(Beginning of SUPPLIED TEXT)

While a large protest was partially thwarted, the act arguably brought more attention than a protest would have: National media organizations covered the cellphone blackout, and advocacy groups widely criticized the move.

The Electronic Frontier Foundation likened BART to former Egyptian President Hosni Mubarak, who ordered cellphone and Internet service be shut down in his country to silence criticism before he was eventually ousted.

The American Civil Liberties Union and its northern California arm called the action "unconstitutional prior restraint" and a "sweeping and overbroad reaction by police."

The BART spokesman who came up with the cellphone shutdown idea told the Bay Citizen passengers had been just fine without underground cellphone service for years.

“It is an amenity. We survived for years without cellphone service,” Linton Johnson told the Bay Citizen in August 2011. “Now they’re bitching and complaining that we turned it off for three hours?”

BART contends train platforms are private areas for ticketed passengers only, and protesters can express their First Amendment right to protest in "free areas," before ticket stalls.

(End of SUPPLIED TEXT)

APPLY WHAT YOU READ:
(1) Rewrite the part of the BART cellphone shutdown passage that opens with the words containing "While a large" and closes with "service for years.", replacing "BART" with "Bay Area Rapid Transit".
(2) Summarize the BART cellphone shutdown passage in two sentences.
(3) Continue the BART cellphone shutdown passage from where it stops.

(Beginning of MATERIAL PROVIDED)

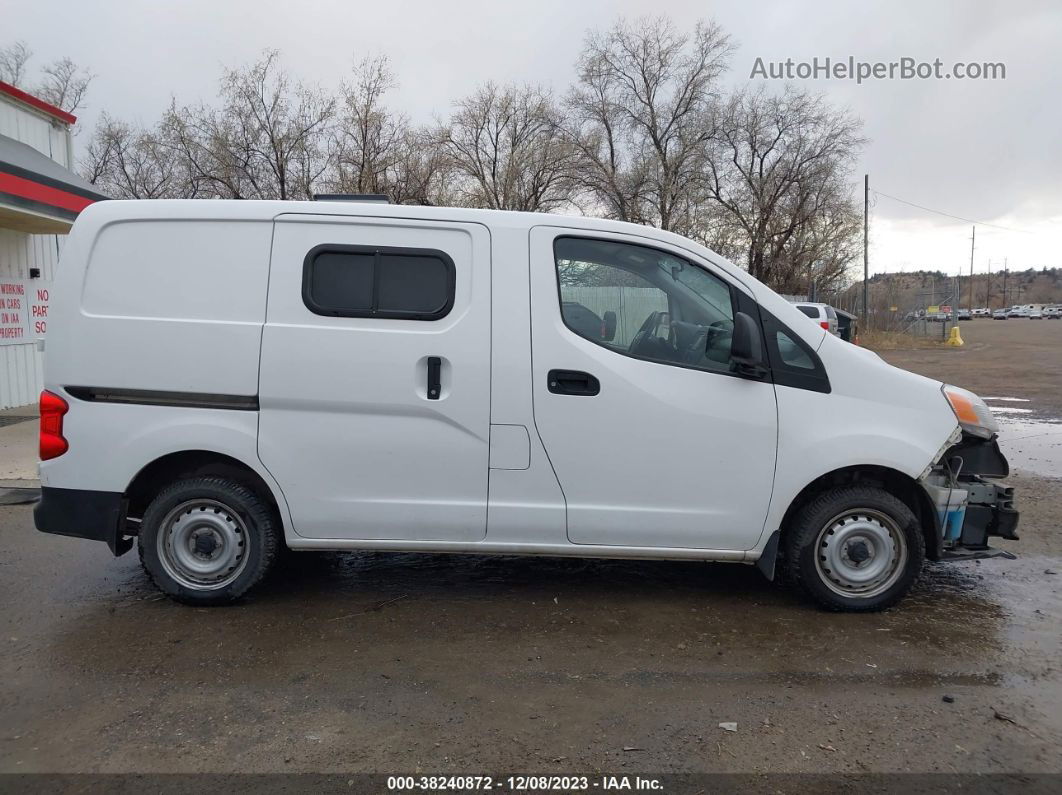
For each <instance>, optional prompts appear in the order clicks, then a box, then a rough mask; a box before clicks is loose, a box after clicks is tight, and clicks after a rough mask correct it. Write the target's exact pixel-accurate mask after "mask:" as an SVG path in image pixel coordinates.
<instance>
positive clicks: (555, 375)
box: [546, 369, 601, 397]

(End of MATERIAL PROVIDED)

ANSWERS:
(1)
While a large protest was partially thwarted, the act arguably brought more attention than a protest would have: National media organizations covered the cellphone blackout, and advocacy groups widely criticized the move.

The Electronic Frontier Foundation likened Bay Area Rapid Transit to former Egyptian President Hosni Mubarak, who ordered cellphone and Internet service be shut down in his country to silence criticism before he was eventually ousted.

The American Civil Liberties Union and its northern California arm called the action "unconstitutional prior restraint" and a "sweeping and overbroad reaction by police."

The Bay Area Rapid Transit spokesman who came up with the cellphone shutdown idea told the Bay Citizen passengers had been just fine without underground cellphone service for years.

(2) BART's cellphone shutdown partially thwarted a large protest but drew national media coverage and wide criticism from advocacy groups: the Electronic Frontier Foundation likened BART to Hosni Mubarak, and the American Civil Liberties Union called the action "unconstitutional prior restraint." Spokesman Linton Johnson defended the shutdown by saying passengers had survived for years without underground cellphone service, and BART contends its platforms are private areas for ticketed passengers, with protest allowed in "free areas" before ticket stalls.

(3)
In late 2011, the BART Board of Directors adopted a new policy spelling out when the agency can pull the plug on wireless communications. The one-page policy acknowledges interrupting cellphone service poses its own safety risks and should be "interrupted only in the most extraordinary circumstances that threaten the safety of District passengers, employees and other members of public, the destruction of District property, or the substantial disruption of public transit service."

Senate Bill 380, the bill sent to the governor on Sept. 9, would change all that and take the decision out of BART's hands except in cases where there is an "immediate danger of death or great bodily injury" and no time to go to a judge.